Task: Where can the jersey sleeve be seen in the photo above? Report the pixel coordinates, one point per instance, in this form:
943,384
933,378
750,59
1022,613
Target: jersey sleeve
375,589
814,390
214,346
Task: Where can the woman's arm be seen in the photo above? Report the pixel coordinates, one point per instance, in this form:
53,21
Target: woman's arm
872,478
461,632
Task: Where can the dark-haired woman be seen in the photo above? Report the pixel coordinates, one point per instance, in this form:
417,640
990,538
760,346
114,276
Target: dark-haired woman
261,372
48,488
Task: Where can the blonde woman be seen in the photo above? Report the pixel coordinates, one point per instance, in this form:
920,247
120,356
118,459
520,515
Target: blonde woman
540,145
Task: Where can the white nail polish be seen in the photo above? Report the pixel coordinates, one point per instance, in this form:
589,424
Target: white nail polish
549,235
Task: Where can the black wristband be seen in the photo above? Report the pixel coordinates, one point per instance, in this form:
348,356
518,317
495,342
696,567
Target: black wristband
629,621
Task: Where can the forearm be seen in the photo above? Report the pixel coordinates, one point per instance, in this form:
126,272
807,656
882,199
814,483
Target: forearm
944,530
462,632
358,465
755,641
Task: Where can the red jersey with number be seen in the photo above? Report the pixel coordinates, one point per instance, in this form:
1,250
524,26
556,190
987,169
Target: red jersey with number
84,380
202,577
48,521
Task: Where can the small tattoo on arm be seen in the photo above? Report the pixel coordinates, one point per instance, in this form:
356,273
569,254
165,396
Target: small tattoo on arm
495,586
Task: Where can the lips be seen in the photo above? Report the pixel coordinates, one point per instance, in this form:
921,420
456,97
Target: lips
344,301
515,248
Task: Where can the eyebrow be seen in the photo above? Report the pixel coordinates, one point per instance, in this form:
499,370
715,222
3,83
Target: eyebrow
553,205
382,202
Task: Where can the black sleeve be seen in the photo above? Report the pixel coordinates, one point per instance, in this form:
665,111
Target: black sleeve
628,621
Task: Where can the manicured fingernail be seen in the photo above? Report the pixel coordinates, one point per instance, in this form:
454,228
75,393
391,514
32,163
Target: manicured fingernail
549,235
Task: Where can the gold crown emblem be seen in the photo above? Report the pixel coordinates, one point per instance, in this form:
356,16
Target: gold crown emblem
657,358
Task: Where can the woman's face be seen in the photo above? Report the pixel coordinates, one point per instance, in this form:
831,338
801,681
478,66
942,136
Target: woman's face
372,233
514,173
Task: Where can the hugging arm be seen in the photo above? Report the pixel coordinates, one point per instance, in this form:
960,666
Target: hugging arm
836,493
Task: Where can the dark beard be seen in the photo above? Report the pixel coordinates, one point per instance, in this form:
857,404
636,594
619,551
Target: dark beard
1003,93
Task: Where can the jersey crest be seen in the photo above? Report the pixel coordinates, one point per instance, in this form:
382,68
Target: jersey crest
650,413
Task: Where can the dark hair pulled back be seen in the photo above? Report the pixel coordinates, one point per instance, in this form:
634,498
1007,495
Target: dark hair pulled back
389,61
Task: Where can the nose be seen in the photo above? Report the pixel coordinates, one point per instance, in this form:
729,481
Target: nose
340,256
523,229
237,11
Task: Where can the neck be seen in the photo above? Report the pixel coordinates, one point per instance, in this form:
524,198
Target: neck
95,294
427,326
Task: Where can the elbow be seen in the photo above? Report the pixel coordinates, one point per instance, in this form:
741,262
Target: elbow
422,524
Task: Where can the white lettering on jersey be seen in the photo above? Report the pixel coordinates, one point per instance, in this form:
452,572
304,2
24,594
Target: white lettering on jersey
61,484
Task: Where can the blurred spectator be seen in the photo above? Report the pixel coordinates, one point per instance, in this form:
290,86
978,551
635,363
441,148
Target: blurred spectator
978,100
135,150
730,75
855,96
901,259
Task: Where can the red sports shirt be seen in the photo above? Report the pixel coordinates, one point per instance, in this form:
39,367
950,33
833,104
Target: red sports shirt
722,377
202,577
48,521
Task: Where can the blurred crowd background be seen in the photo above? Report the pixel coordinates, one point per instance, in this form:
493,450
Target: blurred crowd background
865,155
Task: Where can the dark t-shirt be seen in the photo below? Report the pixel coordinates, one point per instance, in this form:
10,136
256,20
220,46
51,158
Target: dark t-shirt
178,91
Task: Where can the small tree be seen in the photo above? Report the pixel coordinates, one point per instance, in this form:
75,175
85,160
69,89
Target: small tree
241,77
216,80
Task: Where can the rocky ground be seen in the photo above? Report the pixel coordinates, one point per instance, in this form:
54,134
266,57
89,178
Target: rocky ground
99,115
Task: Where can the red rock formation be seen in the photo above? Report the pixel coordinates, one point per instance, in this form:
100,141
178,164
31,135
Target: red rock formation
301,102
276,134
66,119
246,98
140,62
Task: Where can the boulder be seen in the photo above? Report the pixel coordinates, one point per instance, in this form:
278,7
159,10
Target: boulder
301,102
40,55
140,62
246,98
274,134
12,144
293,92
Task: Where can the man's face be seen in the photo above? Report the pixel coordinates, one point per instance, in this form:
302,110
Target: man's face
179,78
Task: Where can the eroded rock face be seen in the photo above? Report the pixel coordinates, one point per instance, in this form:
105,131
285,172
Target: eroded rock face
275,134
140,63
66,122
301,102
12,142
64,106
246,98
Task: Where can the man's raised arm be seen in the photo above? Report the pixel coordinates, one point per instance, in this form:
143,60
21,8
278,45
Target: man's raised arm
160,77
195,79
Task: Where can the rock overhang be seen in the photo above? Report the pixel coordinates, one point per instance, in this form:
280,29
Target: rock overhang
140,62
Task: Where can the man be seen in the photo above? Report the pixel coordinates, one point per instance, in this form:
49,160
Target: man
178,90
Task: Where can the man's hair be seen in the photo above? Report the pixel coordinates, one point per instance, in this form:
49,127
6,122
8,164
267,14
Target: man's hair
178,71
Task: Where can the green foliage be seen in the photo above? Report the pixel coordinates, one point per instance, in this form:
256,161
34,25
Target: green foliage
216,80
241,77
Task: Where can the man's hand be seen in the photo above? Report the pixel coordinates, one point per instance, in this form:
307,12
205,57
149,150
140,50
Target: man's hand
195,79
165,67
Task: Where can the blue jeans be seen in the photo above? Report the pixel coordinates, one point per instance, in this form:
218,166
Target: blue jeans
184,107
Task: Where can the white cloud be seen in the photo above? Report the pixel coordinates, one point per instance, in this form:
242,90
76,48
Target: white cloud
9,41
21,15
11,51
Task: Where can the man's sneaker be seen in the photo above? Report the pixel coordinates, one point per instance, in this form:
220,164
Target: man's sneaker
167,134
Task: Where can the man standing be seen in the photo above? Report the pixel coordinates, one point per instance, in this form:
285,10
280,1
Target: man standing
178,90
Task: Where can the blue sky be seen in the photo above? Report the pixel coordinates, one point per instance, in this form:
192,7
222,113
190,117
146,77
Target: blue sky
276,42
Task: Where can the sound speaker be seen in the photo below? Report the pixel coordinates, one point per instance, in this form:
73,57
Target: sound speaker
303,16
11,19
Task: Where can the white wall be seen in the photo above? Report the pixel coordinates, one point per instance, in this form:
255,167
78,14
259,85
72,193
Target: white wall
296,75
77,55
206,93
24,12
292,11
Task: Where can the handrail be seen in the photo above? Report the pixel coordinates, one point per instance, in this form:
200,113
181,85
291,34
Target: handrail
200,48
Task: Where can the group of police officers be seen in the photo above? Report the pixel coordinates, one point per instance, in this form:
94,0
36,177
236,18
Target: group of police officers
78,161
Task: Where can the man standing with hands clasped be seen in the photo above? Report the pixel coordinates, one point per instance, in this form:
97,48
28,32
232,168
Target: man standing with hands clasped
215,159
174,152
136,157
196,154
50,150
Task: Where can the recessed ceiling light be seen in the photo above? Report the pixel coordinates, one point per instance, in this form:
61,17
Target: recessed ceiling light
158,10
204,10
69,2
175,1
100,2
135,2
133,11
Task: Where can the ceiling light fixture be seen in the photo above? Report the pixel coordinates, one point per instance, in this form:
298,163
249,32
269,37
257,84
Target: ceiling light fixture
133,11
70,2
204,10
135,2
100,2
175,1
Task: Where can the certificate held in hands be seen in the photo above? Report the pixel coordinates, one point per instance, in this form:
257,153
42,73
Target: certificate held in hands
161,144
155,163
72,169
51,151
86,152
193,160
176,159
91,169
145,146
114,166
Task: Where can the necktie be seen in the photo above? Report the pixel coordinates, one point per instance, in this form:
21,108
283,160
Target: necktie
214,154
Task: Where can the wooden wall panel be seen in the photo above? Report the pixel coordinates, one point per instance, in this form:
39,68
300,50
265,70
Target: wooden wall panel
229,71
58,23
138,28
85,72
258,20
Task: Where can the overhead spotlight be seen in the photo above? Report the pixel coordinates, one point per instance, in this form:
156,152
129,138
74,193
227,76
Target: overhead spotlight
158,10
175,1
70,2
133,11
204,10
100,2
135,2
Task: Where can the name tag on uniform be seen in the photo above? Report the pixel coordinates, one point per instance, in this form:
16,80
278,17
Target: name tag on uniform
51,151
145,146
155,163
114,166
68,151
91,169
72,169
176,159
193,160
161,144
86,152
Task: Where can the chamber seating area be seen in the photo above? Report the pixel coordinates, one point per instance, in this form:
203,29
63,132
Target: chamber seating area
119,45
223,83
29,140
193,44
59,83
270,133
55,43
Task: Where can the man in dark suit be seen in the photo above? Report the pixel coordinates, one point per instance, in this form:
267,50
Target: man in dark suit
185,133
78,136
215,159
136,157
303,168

=== TASK DESCRIPTION ===
All lines from the one containing "Task: Where can the recessed" through the final line of the listing above are to be reproduced exactly; include both and add nothing.

=== SOLUTION FOR THIS EXERCISE ===
Task: Where can the recessed ceiling light be seen in the photo above? Report the pixel coordinates, one point per instance, in this form:
61,17
Target: recessed ceiling light
158,10
204,10
69,2
175,1
100,2
135,2
133,11
Task: Where can the ceiling light fixture be seen in the photo above? Report the pixel coordinates, one point per instance, in this form:
298,163
249,32
269,37
257,84
Target: ceiling light fixture
133,11
70,2
204,10
135,2
100,2
175,1
Task: Where can the certificate held in hands be seen in the photo above? Report the pixel coordinates, one point per instance, in this form:
257,153
42,73
Target: certificate held in hands
161,144
155,163
72,169
51,151
86,152
193,160
176,159
91,169
145,146
114,166
Task: Where can the necktie be seen in the photo above? Report the pixel coordinates, one point per instance, in this form:
21,108
283,160
Target: necktie
214,154
Task: Where can the wooden wall panel be seen in the photo above? Report the pixel coordinates, one point per instance, in this form:
39,68
300,50
265,70
Target: wooden wall panel
229,71
58,23
138,28
85,72
258,20
Task: Where can the overhead spotlight be seen in the photo above? Report the pixel coordinates, one point per instance, in this form:
156,152
129,138
74,193
227,76
Target: overhead spotlight
158,10
175,1
70,2
133,11
204,10
100,2
135,2
Task: Where can the name tag on uniform be seen in the photo above? Report the pixel coordinates, one point per instance, in this form:
16,80
278,17
Target: name tag on uniform
51,151
145,146
155,163
114,166
68,151
91,169
72,169
176,159
193,160
161,144
86,152
Task: Where can the chamber seating area be seen in the photo above? Report the pixel coordinates, one point per instance, in this form:
203,29
63,132
Target: chamber seating area
119,45
223,83
29,140
193,44
59,83
270,133
55,43
Task: Where can the man in dark suit be seen in the photo above? Report the pixel coordinates, one point per instance, in this form:
267,50
Target: man in dark suit
185,133
78,136
215,159
136,157
303,168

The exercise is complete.